Work to be completed – In the entries below, find the line with "example [(188, 120)]" and the line with "Target: rear taillight". Reproduce those two lines and every line between them exactly, and nothing more.

· · · ·

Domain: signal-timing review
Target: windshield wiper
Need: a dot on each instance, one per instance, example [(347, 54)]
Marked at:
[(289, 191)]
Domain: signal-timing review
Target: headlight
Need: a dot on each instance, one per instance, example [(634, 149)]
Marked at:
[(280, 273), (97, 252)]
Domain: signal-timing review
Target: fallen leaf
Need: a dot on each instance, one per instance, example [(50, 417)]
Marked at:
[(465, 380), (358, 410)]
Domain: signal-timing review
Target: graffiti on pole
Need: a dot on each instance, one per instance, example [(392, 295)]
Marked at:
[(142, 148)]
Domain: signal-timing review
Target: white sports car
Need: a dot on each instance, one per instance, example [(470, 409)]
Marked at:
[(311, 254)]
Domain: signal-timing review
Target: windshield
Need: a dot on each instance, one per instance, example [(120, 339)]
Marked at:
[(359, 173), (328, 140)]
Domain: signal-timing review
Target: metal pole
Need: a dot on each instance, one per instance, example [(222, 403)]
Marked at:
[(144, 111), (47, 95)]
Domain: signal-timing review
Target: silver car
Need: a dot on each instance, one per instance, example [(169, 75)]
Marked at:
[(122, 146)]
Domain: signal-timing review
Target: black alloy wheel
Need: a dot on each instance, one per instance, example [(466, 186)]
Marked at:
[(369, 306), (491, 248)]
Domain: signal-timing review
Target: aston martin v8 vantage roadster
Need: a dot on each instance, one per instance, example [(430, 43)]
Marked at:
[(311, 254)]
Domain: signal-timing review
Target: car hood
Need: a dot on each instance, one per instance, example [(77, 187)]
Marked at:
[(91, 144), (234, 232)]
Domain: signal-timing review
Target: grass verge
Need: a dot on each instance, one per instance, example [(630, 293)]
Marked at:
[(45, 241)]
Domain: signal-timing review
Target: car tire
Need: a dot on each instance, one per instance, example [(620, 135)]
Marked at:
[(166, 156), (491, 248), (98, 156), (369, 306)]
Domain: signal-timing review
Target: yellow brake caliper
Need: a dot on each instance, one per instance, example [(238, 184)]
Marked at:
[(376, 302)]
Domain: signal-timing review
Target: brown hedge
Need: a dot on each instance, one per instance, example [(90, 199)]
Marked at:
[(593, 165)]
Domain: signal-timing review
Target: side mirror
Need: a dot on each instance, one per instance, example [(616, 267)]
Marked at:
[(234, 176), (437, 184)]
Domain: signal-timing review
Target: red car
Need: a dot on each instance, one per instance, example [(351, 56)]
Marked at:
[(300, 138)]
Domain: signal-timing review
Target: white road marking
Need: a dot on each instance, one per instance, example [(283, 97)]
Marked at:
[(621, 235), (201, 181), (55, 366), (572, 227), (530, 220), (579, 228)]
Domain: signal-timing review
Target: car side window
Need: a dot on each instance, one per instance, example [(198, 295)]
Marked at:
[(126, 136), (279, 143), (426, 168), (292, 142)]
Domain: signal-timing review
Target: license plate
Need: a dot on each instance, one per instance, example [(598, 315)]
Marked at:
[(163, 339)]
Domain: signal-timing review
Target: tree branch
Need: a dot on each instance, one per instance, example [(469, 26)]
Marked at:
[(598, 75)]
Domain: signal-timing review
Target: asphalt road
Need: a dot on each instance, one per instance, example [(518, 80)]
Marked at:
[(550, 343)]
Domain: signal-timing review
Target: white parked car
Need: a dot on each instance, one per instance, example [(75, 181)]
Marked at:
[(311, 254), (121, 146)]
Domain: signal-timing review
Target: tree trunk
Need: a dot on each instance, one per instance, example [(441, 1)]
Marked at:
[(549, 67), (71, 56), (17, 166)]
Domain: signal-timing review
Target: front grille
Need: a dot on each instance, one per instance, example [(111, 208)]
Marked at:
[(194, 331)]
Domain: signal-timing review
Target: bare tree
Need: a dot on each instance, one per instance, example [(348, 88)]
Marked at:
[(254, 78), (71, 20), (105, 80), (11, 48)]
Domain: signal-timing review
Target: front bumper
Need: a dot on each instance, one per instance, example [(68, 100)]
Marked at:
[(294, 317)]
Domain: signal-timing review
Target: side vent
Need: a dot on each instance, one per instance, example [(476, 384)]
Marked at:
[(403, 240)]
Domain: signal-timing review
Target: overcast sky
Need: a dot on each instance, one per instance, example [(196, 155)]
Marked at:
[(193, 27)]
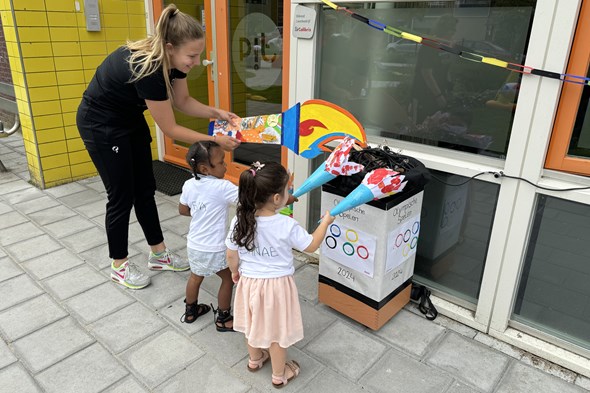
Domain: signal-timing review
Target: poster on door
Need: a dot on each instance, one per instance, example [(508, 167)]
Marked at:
[(402, 243), (350, 247)]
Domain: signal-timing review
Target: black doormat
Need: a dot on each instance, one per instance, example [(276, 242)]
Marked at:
[(170, 178)]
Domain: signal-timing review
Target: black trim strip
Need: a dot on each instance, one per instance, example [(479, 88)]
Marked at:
[(362, 298)]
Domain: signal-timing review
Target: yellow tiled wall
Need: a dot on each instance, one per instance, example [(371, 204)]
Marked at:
[(52, 60)]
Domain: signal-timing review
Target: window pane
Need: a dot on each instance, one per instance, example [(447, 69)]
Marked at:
[(455, 229), (580, 142), (399, 89), (554, 291)]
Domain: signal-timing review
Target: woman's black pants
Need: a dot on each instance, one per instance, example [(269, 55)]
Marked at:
[(123, 158)]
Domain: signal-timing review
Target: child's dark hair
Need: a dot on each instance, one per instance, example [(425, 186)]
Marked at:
[(257, 185), (199, 153)]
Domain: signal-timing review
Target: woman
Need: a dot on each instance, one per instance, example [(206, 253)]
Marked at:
[(147, 74)]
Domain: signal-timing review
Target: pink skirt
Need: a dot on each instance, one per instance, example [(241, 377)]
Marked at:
[(267, 310)]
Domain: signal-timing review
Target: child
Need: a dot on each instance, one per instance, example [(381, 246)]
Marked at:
[(206, 198), (260, 258)]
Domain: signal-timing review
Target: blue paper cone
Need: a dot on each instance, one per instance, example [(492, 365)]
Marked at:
[(358, 196), (316, 179)]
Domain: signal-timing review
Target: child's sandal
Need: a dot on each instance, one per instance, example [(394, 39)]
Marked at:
[(255, 365), (278, 381), (194, 311), (221, 319)]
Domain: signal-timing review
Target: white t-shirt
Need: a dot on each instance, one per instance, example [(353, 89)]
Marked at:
[(272, 256), (209, 199)]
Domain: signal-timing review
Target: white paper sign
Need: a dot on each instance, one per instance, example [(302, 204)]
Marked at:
[(350, 247), (402, 243), (304, 22)]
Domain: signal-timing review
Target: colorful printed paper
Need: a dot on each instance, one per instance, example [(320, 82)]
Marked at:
[(377, 184)]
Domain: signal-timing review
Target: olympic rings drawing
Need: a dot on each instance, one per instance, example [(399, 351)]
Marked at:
[(332, 230)]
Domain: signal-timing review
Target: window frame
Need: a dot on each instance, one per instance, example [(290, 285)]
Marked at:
[(569, 102)]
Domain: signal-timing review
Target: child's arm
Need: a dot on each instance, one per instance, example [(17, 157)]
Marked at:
[(184, 210), (320, 232), (233, 261)]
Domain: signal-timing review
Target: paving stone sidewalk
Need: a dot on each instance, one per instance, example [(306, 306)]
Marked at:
[(65, 327)]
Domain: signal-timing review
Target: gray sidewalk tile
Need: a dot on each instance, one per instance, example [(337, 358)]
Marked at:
[(82, 198), (52, 263), (29, 316), (47, 346), (127, 327), (65, 189), (6, 356), (90, 370), (469, 360), (314, 322), (16, 290), (205, 375), (11, 219), (24, 195), (306, 279), (53, 214), (68, 226), (34, 247), (261, 380), (398, 373), (337, 342), (8, 269), (328, 381), (85, 240), (95, 303), (165, 288), (127, 385), (412, 333), (73, 282), (156, 360), (19, 233), (15, 379), (523, 378), (35, 205)]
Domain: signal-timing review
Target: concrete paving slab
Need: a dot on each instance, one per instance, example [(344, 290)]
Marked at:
[(16, 379), (35, 205), (398, 373), (29, 316), (126, 327), (314, 322), (523, 378), (334, 346), (53, 214), (6, 356), (19, 233), (165, 288), (155, 360), (105, 299), (306, 279), (470, 361), (411, 333), (211, 375), (68, 226), (33, 248), (85, 240), (90, 371), (73, 282), (11, 219), (49, 345), (8, 269), (17, 290), (53, 263)]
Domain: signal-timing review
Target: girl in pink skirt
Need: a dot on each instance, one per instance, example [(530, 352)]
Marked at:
[(260, 257)]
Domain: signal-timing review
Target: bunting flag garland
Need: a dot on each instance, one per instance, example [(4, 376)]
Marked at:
[(523, 69)]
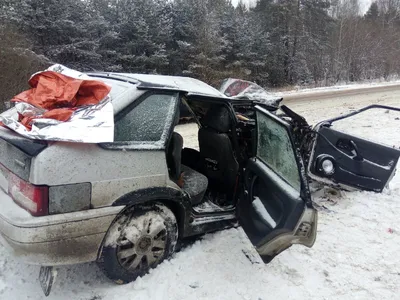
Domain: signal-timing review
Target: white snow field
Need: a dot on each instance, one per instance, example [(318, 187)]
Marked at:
[(356, 255)]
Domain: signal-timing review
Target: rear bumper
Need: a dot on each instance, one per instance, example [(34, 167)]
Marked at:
[(53, 240)]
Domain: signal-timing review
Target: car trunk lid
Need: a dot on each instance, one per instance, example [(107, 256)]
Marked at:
[(16, 153)]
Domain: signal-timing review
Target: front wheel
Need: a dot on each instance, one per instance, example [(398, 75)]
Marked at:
[(137, 241)]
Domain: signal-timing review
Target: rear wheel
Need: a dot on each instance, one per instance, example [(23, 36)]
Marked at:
[(137, 241)]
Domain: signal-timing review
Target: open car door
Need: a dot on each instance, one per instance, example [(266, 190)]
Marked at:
[(276, 210), (351, 162)]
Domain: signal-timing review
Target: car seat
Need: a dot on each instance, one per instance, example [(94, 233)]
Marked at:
[(216, 151), (193, 183)]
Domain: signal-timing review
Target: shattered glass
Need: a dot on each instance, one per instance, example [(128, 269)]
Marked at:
[(147, 121), (275, 149)]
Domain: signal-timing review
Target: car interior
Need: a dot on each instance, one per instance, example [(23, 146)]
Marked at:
[(211, 173)]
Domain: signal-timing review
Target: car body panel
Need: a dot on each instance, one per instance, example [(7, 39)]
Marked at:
[(358, 163), (55, 239), (276, 202)]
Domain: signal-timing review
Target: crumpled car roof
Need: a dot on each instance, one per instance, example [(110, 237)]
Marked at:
[(177, 83)]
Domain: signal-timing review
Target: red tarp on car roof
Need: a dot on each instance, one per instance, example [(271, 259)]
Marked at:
[(59, 95)]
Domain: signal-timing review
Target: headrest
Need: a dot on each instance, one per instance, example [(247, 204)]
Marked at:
[(217, 118)]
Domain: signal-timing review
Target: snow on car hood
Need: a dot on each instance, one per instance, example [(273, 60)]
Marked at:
[(242, 89)]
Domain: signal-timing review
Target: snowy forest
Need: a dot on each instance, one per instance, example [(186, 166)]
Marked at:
[(272, 42)]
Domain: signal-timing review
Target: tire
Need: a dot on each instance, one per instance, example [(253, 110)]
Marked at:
[(138, 240)]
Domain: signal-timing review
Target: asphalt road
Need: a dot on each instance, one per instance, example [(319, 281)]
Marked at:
[(318, 106)]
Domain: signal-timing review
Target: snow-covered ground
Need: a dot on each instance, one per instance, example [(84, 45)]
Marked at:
[(356, 255), (341, 87)]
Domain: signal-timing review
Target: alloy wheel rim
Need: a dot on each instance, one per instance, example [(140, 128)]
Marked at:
[(144, 249)]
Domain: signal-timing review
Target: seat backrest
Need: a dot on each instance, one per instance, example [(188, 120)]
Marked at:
[(174, 155), (216, 151)]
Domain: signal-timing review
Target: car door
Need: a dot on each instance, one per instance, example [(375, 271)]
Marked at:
[(275, 209), (351, 162)]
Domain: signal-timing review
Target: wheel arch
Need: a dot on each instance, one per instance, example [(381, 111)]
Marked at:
[(172, 198)]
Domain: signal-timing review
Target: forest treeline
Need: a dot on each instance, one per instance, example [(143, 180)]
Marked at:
[(274, 42)]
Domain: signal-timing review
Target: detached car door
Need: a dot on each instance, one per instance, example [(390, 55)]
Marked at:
[(276, 210), (338, 158)]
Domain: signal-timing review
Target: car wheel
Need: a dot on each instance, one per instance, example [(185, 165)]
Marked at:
[(138, 240)]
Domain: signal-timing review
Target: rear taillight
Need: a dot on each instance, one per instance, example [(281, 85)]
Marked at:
[(34, 199)]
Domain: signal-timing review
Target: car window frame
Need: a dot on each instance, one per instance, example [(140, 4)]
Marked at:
[(145, 145), (304, 192)]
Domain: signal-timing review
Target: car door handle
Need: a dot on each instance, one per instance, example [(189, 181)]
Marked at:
[(349, 146), (355, 150)]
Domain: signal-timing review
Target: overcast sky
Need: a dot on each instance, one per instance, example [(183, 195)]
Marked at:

· · · ·

Response –
Need: a dot on each instance, one per instance, example [(188, 120)]
Marked at:
[(174, 155), (216, 151)]
Domain: signal-timing review
Target: car door
Need: a dot on each instance, one per instance, example [(375, 271)]
Marked at:
[(275, 209), (351, 162)]
Domain: signal-timing review
Target: wheel arch
Need: a dot on each instance, one per instance, example [(381, 111)]
Marked at:
[(172, 198)]
Domain: signal-timing review
Target: forest treeline
Need: a dot on each instance, one per instance, example [(143, 180)]
Marked at:
[(274, 42)]
Domain: signal-timing review
Target: detached car door
Need: a dot on each instance, one per instance, example [(390, 55)]
Marked at:
[(276, 210), (338, 158)]
Domain: signal-timing review
Target: car wheel
Need: a dot on each instance, one per instance, example [(185, 165)]
Marked at:
[(138, 240)]
Domain: signal-timing review
Target: rear taillight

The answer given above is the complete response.